What you will do: Turn the entries between the line holding "Find the screened" and the line holding "[0,0,640,171]", inclusive, into a numbered list, leaving out blank lines.
#### Extracted records ####
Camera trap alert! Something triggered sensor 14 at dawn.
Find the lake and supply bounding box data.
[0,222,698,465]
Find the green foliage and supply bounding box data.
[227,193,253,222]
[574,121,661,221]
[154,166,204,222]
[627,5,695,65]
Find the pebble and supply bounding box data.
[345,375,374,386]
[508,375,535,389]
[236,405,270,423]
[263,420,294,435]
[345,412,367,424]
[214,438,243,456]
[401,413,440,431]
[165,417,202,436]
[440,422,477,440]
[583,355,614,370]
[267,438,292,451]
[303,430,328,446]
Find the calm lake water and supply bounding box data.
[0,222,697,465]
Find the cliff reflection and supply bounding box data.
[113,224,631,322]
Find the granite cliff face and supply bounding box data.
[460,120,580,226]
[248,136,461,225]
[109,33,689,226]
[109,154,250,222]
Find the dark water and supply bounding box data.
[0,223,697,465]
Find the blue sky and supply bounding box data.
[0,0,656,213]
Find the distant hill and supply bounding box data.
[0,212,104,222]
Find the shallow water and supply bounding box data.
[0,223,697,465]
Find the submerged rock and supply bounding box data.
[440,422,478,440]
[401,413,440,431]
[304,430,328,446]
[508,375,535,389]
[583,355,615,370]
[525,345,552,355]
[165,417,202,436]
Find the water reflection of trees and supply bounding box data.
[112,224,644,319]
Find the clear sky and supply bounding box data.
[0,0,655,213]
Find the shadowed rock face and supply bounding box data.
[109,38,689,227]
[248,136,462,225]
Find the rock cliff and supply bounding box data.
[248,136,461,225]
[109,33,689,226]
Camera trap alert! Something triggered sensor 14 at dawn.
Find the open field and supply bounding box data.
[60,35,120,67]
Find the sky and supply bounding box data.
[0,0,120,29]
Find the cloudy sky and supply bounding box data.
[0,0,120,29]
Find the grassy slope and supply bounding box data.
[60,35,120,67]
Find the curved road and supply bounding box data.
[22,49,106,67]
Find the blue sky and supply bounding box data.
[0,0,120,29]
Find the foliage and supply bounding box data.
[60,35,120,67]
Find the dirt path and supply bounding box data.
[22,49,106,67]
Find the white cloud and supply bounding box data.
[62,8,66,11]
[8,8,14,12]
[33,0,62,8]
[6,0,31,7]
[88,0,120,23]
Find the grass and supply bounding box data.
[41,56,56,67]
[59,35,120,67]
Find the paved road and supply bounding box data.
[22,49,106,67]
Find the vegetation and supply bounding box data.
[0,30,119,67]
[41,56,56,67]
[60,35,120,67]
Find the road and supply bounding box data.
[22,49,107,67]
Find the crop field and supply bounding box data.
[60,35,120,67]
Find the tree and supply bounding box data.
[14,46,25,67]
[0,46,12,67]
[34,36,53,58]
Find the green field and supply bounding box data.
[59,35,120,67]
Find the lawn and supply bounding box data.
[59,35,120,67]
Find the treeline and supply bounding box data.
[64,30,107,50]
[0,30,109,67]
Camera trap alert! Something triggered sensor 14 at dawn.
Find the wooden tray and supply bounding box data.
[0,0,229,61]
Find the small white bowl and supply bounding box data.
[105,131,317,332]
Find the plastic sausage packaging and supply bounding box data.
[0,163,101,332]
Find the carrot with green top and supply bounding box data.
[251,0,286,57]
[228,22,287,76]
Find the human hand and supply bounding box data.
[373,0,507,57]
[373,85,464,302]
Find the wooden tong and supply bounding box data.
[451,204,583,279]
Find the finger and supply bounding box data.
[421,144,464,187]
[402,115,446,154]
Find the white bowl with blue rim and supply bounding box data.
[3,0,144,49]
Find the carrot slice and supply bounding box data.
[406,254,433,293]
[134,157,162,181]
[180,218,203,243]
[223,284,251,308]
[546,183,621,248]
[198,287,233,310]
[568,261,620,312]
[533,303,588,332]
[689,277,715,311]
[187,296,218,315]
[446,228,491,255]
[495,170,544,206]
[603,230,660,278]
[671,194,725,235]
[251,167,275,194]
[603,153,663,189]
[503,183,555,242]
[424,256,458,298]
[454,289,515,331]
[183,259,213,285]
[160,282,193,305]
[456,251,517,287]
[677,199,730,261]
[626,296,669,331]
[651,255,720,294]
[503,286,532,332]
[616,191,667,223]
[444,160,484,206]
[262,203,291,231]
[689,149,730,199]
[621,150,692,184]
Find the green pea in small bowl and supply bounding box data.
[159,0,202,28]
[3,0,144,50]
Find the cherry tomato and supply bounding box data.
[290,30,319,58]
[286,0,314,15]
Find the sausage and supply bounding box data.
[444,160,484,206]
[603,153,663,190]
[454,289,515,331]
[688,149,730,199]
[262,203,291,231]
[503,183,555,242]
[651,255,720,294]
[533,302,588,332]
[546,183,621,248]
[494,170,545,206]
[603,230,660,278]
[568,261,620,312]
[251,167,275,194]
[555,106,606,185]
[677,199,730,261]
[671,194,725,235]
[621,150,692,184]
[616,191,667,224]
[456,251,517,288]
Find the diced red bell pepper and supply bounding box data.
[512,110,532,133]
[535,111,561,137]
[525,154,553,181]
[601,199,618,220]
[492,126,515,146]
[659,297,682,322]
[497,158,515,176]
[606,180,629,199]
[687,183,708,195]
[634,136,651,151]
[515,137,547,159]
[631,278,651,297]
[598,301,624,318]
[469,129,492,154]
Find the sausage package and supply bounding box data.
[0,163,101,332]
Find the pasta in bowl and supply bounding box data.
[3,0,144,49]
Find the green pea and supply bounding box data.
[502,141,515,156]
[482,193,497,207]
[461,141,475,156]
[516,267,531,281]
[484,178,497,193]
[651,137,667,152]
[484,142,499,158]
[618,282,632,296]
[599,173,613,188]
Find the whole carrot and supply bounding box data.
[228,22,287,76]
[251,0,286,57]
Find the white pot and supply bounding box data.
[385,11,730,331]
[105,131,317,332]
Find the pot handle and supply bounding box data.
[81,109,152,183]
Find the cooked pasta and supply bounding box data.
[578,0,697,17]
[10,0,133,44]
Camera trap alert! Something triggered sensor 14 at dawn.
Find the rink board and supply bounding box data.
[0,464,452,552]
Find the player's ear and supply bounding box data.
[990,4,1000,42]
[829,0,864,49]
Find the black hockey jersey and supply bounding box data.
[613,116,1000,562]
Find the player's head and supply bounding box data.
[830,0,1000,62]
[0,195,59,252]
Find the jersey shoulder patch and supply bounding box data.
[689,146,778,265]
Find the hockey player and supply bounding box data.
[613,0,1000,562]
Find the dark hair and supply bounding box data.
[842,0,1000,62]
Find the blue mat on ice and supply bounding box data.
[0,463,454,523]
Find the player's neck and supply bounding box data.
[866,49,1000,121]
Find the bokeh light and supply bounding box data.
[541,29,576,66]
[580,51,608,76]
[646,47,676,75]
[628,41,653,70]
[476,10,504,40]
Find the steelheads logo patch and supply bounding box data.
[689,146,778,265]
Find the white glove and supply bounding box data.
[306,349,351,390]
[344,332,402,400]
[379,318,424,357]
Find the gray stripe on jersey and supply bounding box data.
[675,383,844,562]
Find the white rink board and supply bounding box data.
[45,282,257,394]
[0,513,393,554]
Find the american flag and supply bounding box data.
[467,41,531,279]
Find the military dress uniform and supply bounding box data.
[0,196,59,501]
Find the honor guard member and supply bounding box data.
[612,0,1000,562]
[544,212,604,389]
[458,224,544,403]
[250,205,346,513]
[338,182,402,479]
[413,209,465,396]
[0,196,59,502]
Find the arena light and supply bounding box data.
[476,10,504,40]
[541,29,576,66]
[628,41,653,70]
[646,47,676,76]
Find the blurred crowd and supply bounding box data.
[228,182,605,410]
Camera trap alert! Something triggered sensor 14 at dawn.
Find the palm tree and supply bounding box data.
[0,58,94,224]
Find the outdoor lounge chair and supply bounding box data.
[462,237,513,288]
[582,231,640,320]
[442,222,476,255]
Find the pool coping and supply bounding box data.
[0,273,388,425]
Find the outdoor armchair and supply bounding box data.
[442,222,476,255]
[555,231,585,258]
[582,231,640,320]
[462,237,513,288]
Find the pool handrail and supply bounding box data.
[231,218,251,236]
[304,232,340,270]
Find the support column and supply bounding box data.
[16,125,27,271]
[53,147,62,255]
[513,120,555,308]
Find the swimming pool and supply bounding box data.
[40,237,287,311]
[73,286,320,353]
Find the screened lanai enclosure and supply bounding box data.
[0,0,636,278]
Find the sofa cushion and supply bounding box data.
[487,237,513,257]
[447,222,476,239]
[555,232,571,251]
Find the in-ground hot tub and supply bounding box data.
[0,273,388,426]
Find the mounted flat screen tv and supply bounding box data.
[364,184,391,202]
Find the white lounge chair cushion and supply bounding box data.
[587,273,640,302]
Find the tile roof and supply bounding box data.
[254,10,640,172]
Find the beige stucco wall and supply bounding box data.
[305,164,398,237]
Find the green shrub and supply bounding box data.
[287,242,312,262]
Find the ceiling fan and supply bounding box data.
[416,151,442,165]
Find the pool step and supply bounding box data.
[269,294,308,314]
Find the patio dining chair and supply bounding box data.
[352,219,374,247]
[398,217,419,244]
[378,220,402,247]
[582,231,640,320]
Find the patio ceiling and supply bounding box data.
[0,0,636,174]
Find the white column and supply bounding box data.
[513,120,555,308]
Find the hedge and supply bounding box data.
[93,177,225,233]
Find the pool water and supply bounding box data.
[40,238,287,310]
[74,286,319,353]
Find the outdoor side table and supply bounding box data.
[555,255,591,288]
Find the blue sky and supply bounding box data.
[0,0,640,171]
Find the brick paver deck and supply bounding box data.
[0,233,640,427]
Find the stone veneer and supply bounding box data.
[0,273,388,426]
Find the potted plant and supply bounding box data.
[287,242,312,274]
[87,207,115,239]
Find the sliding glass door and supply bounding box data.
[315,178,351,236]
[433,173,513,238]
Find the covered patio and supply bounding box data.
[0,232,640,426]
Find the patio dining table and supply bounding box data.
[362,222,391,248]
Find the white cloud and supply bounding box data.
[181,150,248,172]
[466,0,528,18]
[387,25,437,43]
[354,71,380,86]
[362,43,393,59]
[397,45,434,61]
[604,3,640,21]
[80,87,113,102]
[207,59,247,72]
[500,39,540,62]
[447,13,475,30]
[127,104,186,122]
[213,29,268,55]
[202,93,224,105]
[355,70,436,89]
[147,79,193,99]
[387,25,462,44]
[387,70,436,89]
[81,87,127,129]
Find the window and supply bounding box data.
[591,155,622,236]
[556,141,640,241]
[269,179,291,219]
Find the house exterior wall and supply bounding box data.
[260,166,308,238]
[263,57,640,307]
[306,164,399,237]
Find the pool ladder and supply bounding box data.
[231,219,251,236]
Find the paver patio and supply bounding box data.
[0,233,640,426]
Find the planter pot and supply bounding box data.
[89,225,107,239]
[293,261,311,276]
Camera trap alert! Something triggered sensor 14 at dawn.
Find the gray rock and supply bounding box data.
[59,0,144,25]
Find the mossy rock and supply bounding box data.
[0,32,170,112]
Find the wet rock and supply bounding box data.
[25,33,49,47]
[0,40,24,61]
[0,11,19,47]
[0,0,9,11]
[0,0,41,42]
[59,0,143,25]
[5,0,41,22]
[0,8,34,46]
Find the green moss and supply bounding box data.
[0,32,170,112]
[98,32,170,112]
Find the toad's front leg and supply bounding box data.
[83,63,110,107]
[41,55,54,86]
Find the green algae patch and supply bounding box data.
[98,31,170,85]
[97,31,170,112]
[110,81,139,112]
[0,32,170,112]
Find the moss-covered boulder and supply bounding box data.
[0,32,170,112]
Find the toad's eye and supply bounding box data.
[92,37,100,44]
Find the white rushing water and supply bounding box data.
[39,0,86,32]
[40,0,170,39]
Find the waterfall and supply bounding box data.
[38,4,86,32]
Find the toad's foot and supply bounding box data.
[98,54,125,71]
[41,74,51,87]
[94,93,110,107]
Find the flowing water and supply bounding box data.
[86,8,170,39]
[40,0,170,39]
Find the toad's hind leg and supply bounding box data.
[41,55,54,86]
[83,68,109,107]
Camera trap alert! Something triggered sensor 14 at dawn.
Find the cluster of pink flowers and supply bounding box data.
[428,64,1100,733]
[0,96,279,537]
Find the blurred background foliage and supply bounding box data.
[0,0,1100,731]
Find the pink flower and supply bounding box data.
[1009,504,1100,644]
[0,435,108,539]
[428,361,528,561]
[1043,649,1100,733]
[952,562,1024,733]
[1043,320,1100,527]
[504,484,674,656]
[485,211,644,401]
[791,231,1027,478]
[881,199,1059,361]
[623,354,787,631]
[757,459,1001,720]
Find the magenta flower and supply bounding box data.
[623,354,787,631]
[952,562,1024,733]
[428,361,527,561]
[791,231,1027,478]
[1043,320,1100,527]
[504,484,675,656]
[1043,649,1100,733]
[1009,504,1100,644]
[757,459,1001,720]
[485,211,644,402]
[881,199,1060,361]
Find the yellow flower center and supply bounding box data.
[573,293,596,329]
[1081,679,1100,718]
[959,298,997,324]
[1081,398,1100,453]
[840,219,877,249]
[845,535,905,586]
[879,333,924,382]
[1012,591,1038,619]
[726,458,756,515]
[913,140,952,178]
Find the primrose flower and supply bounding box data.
####
Response:
1. Find the screened lanai enclosure and supply bounding box data.
2. [0,0,636,278]
3. Find the sofa cushion and supply bounding box data.
4. [487,237,513,257]
5. [447,222,476,239]
6. [555,232,571,251]
7. Find the in-ground hot tub and supply bounding box data.
8. [0,273,388,426]
9. Find the mounted flat screen tv and supply bounding box data.
10. [364,184,391,202]
11. Find the white lounge chair cushion and supply bounding box data.
12. [587,273,640,302]
13. Find the tile roof and supply bounding box data.
14. [254,10,640,172]
15. Find the beige stucco wall and supply bounding box data.
16. [305,164,398,237]
17. Find the green shrub and supply bounding box data.
18. [287,242,312,262]
19. Find the ceiling fan and supply bounding box data.
20. [416,151,442,165]
21. Find the pool step and supply bounding box data.
22. [269,294,308,314]
23. Find the patio dining chair and supply bounding box data.
24. [352,219,374,247]
25. [398,217,419,244]
26. [378,220,402,247]
27. [582,231,640,320]
28. Find the patio ceiling and supply bounding box data.
29. [0,0,636,174]
30. Find the white column and supply bounding box data.
31. [513,120,555,308]
32. Find the hedge and supply bounding box data.
33. [93,177,225,233]
34. Find the pool water and supply bounding box data.
35. [40,238,287,310]
36. [74,286,319,353]
37. Find the outdoor side table and supply bounding box data.
38. [555,255,591,288]
39. Find the blue sky and supply bounding box data.
40. [0,0,640,171]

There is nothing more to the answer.